• Directions for this task: Repeat each record below exactly as given.
— START —
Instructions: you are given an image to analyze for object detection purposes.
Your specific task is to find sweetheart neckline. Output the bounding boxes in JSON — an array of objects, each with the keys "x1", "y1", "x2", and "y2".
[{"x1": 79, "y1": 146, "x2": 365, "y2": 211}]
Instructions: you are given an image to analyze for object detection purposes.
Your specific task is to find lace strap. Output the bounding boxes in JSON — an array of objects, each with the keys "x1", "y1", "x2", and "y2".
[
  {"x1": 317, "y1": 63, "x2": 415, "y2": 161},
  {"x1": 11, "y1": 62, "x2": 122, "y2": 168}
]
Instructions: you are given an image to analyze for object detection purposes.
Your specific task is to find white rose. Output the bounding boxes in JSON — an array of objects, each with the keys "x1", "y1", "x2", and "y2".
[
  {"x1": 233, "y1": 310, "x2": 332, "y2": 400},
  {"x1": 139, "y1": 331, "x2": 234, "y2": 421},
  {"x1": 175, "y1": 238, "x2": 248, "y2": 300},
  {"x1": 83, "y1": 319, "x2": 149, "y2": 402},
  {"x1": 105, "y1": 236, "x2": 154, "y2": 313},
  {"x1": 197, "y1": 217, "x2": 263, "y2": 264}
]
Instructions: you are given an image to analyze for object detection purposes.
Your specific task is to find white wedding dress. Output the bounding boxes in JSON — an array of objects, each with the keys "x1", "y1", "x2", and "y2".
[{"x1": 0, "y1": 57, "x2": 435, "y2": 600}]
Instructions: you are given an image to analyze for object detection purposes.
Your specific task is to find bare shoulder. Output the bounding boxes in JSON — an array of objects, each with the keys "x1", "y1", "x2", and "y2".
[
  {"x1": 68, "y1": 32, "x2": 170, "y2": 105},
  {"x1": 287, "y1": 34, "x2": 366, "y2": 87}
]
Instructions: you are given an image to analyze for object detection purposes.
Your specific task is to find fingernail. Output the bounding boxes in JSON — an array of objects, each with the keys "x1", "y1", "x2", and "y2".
— END —
• Finished answer:
Instructions: you are given an image to analyze for object detection purposes.
Your specific task is to find sweetheart neckline. Output the bounding boxes in JSON — an array of objects, each with the keys "x1", "y1", "x2", and "y2".
[{"x1": 79, "y1": 146, "x2": 365, "y2": 211}]
Instructions: you are given an image to analyze for object detection purposes.
Your specific task is to find lace strap. Output the bounding boxes in JSON — an array of objects, each with the keys "x1", "y1", "x2", and "y2".
[
  {"x1": 317, "y1": 63, "x2": 415, "y2": 161},
  {"x1": 11, "y1": 62, "x2": 122, "y2": 168}
]
Instructions: you are given an image to analyze for object detection purposes.
Your specific task is to find white rose. Output the bounding boxes in JSON — an array of objects, each with the keys "x1", "y1", "x2", and "y2".
[
  {"x1": 233, "y1": 310, "x2": 332, "y2": 400},
  {"x1": 139, "y1": 331, "x2": 234, "y2": 421},
  {"x1": 175, "y1": 238, "x2": 248, "y2": 300},
  {"x1": 83, "y1": 319, "x2": 149, "y2": 402},
  {"x1": 105, "y1": 236, "x2": 154, "y2": 313},
  {"x1": 197, "y1": 217, "x2": 263, "y2": 264}
]
Instructions: you are given an image to analyze for object detection purposes.
Your specific task is to find white wedding dress. Output the bounding boxes in JSON — an array of objects, each with the keys "x1", "y1", "x2", and "y2".
[{"x1": 0, "y1": 57, "x2": 435, "y2": 600}]
Instructions: you are given an image to analyze for object detection purposes.
Your specific task is to find bare shoulder. Output the bounding boxes in JSON — an array of objects, each with the keys "x1", "y1", "x2", and "y2".
[
  {"x1": 68, "y1": 32, "x2": 170, "y2": 105},
  {"x1": 287, "y1": 34, "x2": 366, "y2": 87}
]
Instructions: you are given an image to analyze for object detection purposes.
Your specific task is to find fingernail. Output the bounding boxes in JSON — an array of objects, each with the keys "x1", "y1", "x2", and "y2".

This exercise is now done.